• **EXERCISE GOAL**
Can you write out all of the material below, word for word?

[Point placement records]

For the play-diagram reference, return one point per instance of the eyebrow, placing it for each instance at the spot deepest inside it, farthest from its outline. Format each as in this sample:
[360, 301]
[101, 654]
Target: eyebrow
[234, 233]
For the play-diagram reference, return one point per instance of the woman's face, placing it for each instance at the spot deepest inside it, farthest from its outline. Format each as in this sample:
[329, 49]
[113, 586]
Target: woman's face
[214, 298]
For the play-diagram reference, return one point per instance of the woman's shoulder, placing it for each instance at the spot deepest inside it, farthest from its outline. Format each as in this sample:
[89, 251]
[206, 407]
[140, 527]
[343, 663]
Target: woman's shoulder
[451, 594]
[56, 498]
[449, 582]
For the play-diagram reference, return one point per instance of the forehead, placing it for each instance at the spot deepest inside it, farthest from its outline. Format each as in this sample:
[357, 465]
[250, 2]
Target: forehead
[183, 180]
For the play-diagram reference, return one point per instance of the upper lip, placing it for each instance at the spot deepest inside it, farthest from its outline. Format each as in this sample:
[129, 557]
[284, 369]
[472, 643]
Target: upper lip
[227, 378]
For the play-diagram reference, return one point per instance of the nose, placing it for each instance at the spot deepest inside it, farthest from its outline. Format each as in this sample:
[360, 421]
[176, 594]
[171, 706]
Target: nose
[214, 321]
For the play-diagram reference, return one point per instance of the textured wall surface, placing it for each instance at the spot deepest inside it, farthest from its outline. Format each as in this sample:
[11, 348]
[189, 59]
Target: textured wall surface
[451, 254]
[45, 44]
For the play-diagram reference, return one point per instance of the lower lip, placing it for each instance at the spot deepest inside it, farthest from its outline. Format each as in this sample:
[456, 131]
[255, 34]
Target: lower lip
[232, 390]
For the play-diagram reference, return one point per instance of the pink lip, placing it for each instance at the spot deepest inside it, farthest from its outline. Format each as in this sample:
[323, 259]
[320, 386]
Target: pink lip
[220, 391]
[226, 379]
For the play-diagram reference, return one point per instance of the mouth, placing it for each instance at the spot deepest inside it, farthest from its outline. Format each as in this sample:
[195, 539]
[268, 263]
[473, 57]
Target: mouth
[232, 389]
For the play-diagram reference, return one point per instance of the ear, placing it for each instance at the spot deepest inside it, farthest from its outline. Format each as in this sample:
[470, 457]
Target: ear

• **RESPONSE**
For the play-diagram reference, return one point per instance of the eyebrow, placing it for each instance at the spot deepest inside it, farthest from its outline. Format each as in this sample:
[360, 301]
[101, 654]
Target: eyebrow
[234, 233]
For the play-diagram reference, return one point per instance of the woman's face, placing it for each instance at the spot deepest inside it, farthest from its outline. Format each as in this sample:
[329, 49]
[113, 586]
Target: woman's face
[214, 298]
For the play-diagram reference, return one point per instance of the woman's shoulder, placing it for each instance at the spot deepest inside it, farthest from its outline. Format each as in this sample:
[89, 251]
[206, 407]
[140, 527]
[343, 663]
Target: woman's shoulder
[451, 594]
[56, 498]
[449, 582]
For the play-diagram reference, return one point per instance of the forehead, placing it for each instance at the spot deepest inside it, farthest from its outline. Format each as in this sample:
[357, 465]
[250, 2]
Target: forehead
[183, 180]
For the play-diagram reference, return one point per instance of the upper lip, placing it for each instance at the spot deepest inside it, farthest from its outline. Format each as in this sample:
[129, 557]
[284, 369]
[472, 643]
Target: upper lip
[227, 378]
For the play-diagram reference, return one point per instance of the nose, placing it for each instance at the spot deepest inside it, farthest from its outline. Format each as in this sample:
[360, 421]
[176, 594]
[171, 706]
Target: nose
[214, 321]
For the play-diagram reference, return one point per instance of the textured wall surface, placing it for each instance at the spot deepest inside it, farthest from its outline. Format each as in this sample:
[11, 348]
[189, 59]
Target: textured wall surface
[451, 254]
[45, 44]
For the play-diagram reference, return one point per instance of the lower lip, placing it for each instance at the spot deepest inside it, farthest from its outline. Format each as in this sample:
[456, 131]
[255, 34]
Target: lower lip
[232, 390]
For the play-diagram reference, return one point per instance of the pink lip, placing it for each instance at the spot deepest inside it, farthest from its outline. Format each as in this sample:
[323, 259]
[320, 386]
Target: pink lip
[220, 391]
[226, 379]
For the play-diagram reference, return one point per instance of the mouth, placing it for each instance at the spot deepest inside it, farthest from its outline. Format each as in this sample:
[195, 539]
[268, 263]
[473, 57]
Target: mouth
[232, 389]
For the play-diagram reference, return one point per instance of the ear, placing it for each instance at the spot deepest inside it, farthest from its outline. Format each as in this sample:
[470, 457]
Target: ear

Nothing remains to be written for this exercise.